Work required: Only a number is wanted here: the count of lines in the entries below that include the word "tongue".
*** Stored data ***
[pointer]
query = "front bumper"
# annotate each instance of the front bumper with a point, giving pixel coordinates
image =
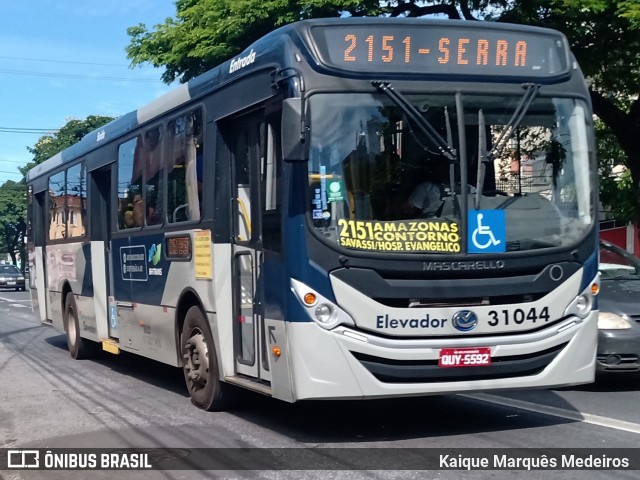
(618, 351)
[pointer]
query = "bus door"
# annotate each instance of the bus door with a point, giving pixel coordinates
(247, 158)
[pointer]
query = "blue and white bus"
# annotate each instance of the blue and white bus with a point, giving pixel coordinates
(265, 224)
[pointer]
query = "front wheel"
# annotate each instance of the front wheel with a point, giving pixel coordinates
(79, 347)
(200, 365)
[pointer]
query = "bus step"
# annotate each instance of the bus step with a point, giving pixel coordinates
(250, 384)
(111, 347)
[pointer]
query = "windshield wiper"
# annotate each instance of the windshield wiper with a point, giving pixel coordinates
(485, 157)
(416, 118)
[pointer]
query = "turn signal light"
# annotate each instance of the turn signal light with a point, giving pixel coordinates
(310, 298)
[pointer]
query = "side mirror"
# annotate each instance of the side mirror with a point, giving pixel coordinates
(293, 131)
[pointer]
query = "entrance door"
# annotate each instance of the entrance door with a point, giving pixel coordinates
(248, 144)
(100, 218)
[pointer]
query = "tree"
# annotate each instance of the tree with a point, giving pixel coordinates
(206, 33)
(72, 132)
(605, 38)
(13, 207)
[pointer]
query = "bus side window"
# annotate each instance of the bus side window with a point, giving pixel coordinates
(130, 200)
(184, 167)
(57, 207)
(154, 186)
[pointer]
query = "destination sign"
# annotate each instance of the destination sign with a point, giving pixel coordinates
(432, 49)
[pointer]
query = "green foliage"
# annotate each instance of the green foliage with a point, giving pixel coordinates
(13, 209)
(616, 187)
(13, 204)
(205, 33)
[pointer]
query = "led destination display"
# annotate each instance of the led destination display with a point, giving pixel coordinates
(441, 50)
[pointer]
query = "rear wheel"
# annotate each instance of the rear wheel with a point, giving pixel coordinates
(79, 347)
(200, 364)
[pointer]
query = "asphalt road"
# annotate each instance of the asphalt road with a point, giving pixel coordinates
(48, 400)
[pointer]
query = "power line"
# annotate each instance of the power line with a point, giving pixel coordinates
(76, 76)
(27, 130)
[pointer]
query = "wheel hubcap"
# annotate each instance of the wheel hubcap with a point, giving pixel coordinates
(196, 360)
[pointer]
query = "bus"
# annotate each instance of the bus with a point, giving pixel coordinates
(260, 226)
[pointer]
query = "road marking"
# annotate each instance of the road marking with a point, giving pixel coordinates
(558, 412)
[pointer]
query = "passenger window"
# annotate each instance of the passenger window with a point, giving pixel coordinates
(57, 207)
(153, 178)
(76, 197)
(184, 167)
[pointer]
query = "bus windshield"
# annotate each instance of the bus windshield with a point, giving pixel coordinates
(387, 174)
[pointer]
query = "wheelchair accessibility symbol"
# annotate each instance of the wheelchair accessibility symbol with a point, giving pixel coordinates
(487, 231)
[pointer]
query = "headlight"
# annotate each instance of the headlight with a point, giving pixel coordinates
(612, 321)
(322, 310)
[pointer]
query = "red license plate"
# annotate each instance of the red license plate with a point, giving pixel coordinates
(464, 357)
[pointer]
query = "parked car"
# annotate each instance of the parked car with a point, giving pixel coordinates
(11, 277)
(619, 303)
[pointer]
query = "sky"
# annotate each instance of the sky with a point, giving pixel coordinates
(66, 59)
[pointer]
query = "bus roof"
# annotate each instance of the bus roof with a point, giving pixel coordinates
(269, 50)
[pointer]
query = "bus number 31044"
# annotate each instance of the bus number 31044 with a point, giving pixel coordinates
(518, 316)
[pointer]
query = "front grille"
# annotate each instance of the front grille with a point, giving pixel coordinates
(424, 371)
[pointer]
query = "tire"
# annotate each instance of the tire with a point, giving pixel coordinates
(200, 364)
(79, 348)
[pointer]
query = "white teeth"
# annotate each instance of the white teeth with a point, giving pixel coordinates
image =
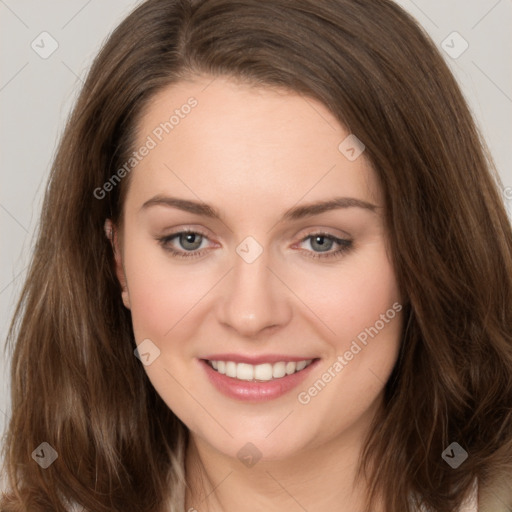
(231, 370)
(261, 372)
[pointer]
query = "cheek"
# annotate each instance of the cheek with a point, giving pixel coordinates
(352, 297)
(161, 292)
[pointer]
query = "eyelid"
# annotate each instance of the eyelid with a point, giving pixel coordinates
(345, 244)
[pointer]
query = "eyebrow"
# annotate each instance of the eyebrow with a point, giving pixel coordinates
(294, 213)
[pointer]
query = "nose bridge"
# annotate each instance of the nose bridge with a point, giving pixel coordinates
(253, 299)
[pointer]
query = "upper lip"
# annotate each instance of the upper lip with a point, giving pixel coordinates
(260, 359)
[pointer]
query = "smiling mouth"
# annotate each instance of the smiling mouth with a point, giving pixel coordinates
(264, 372)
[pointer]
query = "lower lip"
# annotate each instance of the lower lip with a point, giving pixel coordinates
(249, 391)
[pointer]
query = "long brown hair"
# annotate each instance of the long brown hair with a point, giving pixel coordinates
(75, 381)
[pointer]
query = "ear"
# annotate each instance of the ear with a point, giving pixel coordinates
(111, 234)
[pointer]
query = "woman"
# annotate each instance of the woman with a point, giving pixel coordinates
(273, 272)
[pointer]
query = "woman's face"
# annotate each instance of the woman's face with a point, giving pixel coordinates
(287, 263)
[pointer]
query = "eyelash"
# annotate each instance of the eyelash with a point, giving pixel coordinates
(345, 245)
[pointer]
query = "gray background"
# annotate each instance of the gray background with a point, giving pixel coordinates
(36, 95)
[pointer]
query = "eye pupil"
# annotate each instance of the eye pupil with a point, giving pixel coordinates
(190, 238)
(323, 243)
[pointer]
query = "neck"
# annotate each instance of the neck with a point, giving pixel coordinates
(320, 477)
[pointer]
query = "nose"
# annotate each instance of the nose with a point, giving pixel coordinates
(253, 301)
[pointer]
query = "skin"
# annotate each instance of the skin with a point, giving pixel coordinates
(252, 154)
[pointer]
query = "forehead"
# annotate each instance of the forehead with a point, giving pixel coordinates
(245, 141)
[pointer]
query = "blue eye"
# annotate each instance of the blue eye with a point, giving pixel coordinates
(190, 242)
(322, 243)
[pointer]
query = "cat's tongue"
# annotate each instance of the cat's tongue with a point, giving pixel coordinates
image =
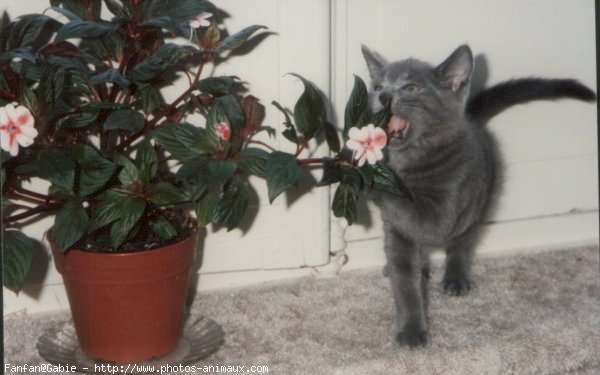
(397, 126)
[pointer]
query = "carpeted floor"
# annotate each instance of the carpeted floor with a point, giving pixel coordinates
(534, 314)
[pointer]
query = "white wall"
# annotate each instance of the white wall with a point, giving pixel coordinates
(551, 194)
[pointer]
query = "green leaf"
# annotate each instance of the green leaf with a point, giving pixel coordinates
(163, 22)
(30, 27)
(194, 170)
(56, 167)
(110, 75)
(387, 181)
(51, 165)
(164, 228)
(217, 85)
(129, 175)
(150, 99)
(309, 112)
(116, 8)
(79, 120)
(164, 57)
(253, 161)
(17, 252)
(282, 172)
(222, 170)
(184, 141)
(82, 29)
(130, 213)
(290, 132)
(231, 106)
(205, 208)
(232, 206)
(164, 193)
(107, 210)
(95, 170)
(68, 14)
(235, 40)
(126, 119)
(356, 105)
(254, 114)
(70, 224)
(344, 203)
(180, 10)
(146, 160)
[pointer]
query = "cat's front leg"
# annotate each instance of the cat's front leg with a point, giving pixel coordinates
(405, 273)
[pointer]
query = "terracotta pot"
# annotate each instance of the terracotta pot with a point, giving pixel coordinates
(128, 307)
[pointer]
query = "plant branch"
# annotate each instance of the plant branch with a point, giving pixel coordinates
(310, 161)
(171, 107)
(32, 212)
(30, 195)
(262, 144)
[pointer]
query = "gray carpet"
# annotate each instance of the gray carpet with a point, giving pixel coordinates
(535, 314)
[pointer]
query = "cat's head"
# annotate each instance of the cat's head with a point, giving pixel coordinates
(427, 102)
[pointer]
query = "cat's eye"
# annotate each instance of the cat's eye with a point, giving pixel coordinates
(411, 87)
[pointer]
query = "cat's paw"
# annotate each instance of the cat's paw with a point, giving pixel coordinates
(413, 338)
(456, 286)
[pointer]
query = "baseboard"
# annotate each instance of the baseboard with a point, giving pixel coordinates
(501, 239)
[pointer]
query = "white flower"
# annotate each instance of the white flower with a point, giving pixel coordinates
(200, 20)
(367, 143)
(16, 128)
(223, 130)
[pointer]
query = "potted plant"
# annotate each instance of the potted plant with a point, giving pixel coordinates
(130, 181)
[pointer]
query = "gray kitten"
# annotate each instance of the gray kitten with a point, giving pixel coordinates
(440, 149)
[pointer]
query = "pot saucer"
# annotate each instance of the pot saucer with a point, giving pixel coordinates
(201, 337)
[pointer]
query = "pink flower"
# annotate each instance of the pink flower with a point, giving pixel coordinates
(367, 143)
(16, 128)
(223, 130)
(200, 20)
***
Written solution: 2